(Work item):
Write out the full listing, matching it line for line.
----- Excerpted records
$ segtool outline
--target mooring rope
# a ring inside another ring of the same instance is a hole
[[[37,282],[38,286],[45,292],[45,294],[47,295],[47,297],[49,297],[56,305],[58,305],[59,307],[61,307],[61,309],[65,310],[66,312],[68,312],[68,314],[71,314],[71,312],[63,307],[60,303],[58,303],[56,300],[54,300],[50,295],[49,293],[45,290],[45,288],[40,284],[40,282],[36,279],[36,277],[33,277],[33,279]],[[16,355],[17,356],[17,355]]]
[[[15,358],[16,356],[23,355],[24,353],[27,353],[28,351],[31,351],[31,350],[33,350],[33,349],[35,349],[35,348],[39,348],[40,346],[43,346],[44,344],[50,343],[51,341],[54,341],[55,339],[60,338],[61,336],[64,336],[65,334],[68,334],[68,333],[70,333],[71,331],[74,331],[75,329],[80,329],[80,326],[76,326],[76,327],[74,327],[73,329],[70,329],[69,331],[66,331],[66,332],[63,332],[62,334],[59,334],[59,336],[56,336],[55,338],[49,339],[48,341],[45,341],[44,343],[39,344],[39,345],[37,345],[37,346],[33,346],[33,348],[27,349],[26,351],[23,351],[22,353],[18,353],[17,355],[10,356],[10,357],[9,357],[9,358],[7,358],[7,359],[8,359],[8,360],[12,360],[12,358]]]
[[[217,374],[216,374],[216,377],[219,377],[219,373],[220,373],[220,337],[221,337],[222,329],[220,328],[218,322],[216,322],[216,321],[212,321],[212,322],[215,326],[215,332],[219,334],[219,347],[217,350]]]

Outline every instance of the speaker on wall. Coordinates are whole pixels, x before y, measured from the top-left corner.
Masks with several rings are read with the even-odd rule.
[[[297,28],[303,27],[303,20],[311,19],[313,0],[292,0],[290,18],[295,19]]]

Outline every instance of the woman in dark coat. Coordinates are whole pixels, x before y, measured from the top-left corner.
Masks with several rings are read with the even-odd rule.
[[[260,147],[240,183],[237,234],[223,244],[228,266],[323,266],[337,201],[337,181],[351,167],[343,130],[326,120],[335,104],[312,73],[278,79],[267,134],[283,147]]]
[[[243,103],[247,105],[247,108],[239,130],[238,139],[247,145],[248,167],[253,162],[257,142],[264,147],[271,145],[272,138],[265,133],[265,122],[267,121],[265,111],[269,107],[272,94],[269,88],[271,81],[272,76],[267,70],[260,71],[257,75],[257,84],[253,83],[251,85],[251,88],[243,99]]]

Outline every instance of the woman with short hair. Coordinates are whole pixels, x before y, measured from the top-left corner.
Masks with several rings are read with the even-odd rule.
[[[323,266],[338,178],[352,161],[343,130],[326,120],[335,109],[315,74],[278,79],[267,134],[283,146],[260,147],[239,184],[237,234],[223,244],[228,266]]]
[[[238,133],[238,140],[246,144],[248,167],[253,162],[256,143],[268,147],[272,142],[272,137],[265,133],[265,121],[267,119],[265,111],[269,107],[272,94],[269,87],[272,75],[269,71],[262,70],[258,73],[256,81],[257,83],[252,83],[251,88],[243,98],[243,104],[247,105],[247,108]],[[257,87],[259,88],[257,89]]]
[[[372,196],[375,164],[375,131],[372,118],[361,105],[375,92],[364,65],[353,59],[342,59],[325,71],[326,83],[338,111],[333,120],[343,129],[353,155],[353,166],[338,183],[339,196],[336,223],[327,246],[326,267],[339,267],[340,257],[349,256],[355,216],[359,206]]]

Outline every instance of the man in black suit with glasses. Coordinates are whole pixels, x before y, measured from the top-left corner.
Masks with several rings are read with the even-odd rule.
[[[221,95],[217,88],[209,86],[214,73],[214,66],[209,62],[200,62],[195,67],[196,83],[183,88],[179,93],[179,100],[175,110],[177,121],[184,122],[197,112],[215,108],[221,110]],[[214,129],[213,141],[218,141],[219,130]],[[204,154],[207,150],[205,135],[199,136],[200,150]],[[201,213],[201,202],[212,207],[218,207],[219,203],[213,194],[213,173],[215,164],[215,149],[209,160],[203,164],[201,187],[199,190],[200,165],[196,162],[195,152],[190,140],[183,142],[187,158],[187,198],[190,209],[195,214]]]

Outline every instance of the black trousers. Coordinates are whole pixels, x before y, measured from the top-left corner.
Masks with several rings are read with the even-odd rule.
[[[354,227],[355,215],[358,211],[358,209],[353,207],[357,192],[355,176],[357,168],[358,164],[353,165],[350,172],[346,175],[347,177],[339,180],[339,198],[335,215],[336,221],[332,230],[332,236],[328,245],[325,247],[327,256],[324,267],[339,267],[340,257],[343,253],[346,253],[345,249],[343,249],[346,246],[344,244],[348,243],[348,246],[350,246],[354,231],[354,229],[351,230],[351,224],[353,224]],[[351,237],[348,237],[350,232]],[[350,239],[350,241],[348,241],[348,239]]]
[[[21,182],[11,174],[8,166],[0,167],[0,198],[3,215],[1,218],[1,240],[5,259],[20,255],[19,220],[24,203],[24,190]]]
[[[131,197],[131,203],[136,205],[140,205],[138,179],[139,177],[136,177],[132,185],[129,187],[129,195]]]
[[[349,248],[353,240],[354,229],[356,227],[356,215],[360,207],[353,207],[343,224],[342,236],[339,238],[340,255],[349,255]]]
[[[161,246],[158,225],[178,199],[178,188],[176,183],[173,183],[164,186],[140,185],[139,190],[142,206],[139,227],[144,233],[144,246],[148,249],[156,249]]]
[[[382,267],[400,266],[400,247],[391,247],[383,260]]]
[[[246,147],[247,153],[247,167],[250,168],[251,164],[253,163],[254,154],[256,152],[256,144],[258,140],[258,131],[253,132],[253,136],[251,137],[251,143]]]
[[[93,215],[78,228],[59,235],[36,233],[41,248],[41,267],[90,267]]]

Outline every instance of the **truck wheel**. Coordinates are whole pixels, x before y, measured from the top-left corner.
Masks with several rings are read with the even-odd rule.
----------
(Solved exercise):
$ segtool outline
--target mooring rope
# a ring inside another ring of the same instance is a hole
[[[37,282],[38,286],[45,292],[45,294],[47,295],[47,297],[49,297],[56,305],[58,305],[59,307],[61,307],[61,309],[65,310],[66,312],[68,312],[68,314],[71,314],[71,312],[63,307],[60,303],[58,303],[56,300],[54,300],[50,295],[49,293],[45,290],[45,288],[40,284],[40,282],[36,279],[36,277],[33,277],[33,279]],[[16,355],[17,356],[17,355]]]
[[[15,358],[16,356],[23,355],[24,353],[27,353],[28,351],[31,351],[31,350],[33,350],[33,349],[35,349],[35,348],[39,348],[40,346],[43,346],[44,344],[50,343],[51,341],[54,341],[55,339],[60,338],[61,336],[64,336],[65,334],[68,334],[68,333],[70,333],[71,331],[74,331],[75,329],[80,329],[80,326],[76,326],[76,327],[74,327],[73,329],[70,329],[69,331],[66,331],[66,332],[63,332],[62,334],[59,334],[59,336],[56,336],[55,338],[49,339],[48,341],[45,341],[44,343],[39,344],[39,345],[37,345],[37,346],[33,346],[33,348],[27,349],[26,351],[23,351],[22,353],[18,353],[17,355],[10,356],[10,357],[9,357],[9,358],[7,358],[7,359],[8,359],[8,360],[12,360],[12,358]]]
[[[217,374],[216,374],[216,377],[219,377],[219,373],[220,373],[220,337],[221,337],[222,329],[220,328],[218,322],[216,322],[216,321],[212,321],[212,322],[215,326],[215,332],[219,334],[219,347],[217,350]]]

Outline every instance of the speaker on wall. Coordinates are whole pixels, x before y, measured from the top-left corner.
Masks with several rings are read with the even-odd rule.
[[[297,28],[303,27],[303,20],[311,19],[313,0],[292,0],[290,18],[295,19]]]

Outline every instance of the woman in dark coat. Coordinates are whole pixels, x before y, measured from the top-left corner.
Masks with several rings are read with the even-odd rule.
[[[260,147],[240,183],[237,234],[223,244],[228,266],[323,266],[337,201],[337,181],[351,167],[343,130],[326,120],[335,104],[312,73],[278,79],[267,134],[283,147]]]
[[[243,103],[247,105],[247,108],[239,130],[238,139],[247,145],[248,167],[253,162],[257,142],[264,147],[271,145],[272,138],[265,133],[265,122],[267,121],[265,111],[269,107],[272,94],[269,88],[271,81],[272,76],[267,70],[260,71],[257,75],[257,84],[253,83],[251,85],[251,88],[243,99]]]

Outline every instance of the woman with short hair. Coordinates are whole pixels, x before y, measured from the top-left corner.
Masks with several rings are read with the even-odd rule.
[[[323,266],[338,178],[352,161],[343,130],[326,120],[335,109],[315,74],[278,79],[267,134],[283,146],[260,147],[239,184],[237,234],[223,244],[228,266]]]
[[[238,133],[238,140],[246,144],[248,167],[253,162],[256,143],[268,147],[272,142],[272,137],[265,133],[265,121],[267,119],[265,111],[269,107],[272,94],[269,87],[272,75],[269,71],[262,70],[258,73],[256,81],[257,83],[252,83],[251,88],[243,98],[243,104],[247,105],[247,108]],[[257,87],[259,88],[257,89]]]
[[[372,196],[375,164],[375,131],[372,118],[361,105],[375,92],[364,65],[353,59],[342,59],[325,71],[326,83],[338,111],[333,120],[343,129],[353,155],[353,166],[338,183],[339,196],[336,223],[327,246],[326,267],[339,267],[340,257],[349,256],[355,216],[359,206]]]

Outline every instance of the man in black suit with glasses. Coordinates are whole pixels, x before y, measured from the top-left corner.
Masks with several rings are read with the even-odd rule.
[[[221,95],[217,88],[209,86],[214,73],[214,66],[209,62],[200,62],[195,67],[196,83],[183,88],[179,93],[179,100],[175,110],[177,121],[184,122],[197,112],[215,108],[221,110]],[[214,129],[213,141],[218,141],[219,130]],[[204,154],[207,150],[205,135],[199,136],[200,150]],[[201,213],[201,202],[212,207],[218,207],[219,203],[213,194],[213,173],[215,164],[215,149],[209,160],[203,164],[201,187],[199,190],[200,165],[196,162],[195,152],[190,140],[183,142],[187,158],[187,198],[190,209],[195,214]]]

Outline every instance of the black trousers. Coordinates are whole pixels, x before y, measured from the top-left corner.
Masks with several rings are read with the even-odd rule.
[[[354,227],[355,215],[358,211],[358,209],[353,207],[357,192],[355,176],[357,168],[358,164],[353,165],[350,172],[346,175],[347,177],[339,180],[339,198],[335,215],[336,221],[332,230],[332,236],[328,245],[325,247],[327,256],[324,267],[339,267],[340,257],[343,253],[346,253],[345,249],[343,249],[346,246],[344,244],[348,243],[348,246],[350,246],[354,231],[354,229],[351,230],[351,224],[353,224]],[[351,237],[348,237],[350,232]],[[350,239],[350,241],[348,241],[348,239]]]
[[[21,182],[11,174],[8,166],[0,167],[0,198],[3,215],[1,218],[1,240],[5,259],[20,255],[19,220],[24,203],[24,190]]]
[[[131,197],[131,203],[136,205],[140,205],[138,179],[139,177],[136,177],[132,185],[129,187],[129,195]]]
[[[349,248],[353,240],[354,229],[356,227],[356,215],[360,207],[353,207],[343,224],[342,236],[339,238],[340,255],[349,255]]]
[[[161,246],[158,225],[178,199],[178,188],[176,183],[173,183],[164,186],[140,185],[139,190],[142,206],[139,227],[144,233],[144,246],[148,249],[156,249]]]
[[[382,267],[400,266],[400,247],[391,247],[383,260]]]
[[[246,147],[247,153],[247,167],[250,168],[251,164],[253,163],[254,154],[256,152],[256,144],[258,140],[258,131],[253,132],[253,136],[251,137],[251,143]]]
[[[93,215],[78,228],[59,235],[36,233],[41,248],[41,267],[90,267]]]

Outline every instance of the **truck wheel**. Coordinates are whole pixels, x before y, measured from the top-left corner.
Masks with several rings are read with the even-odd rule.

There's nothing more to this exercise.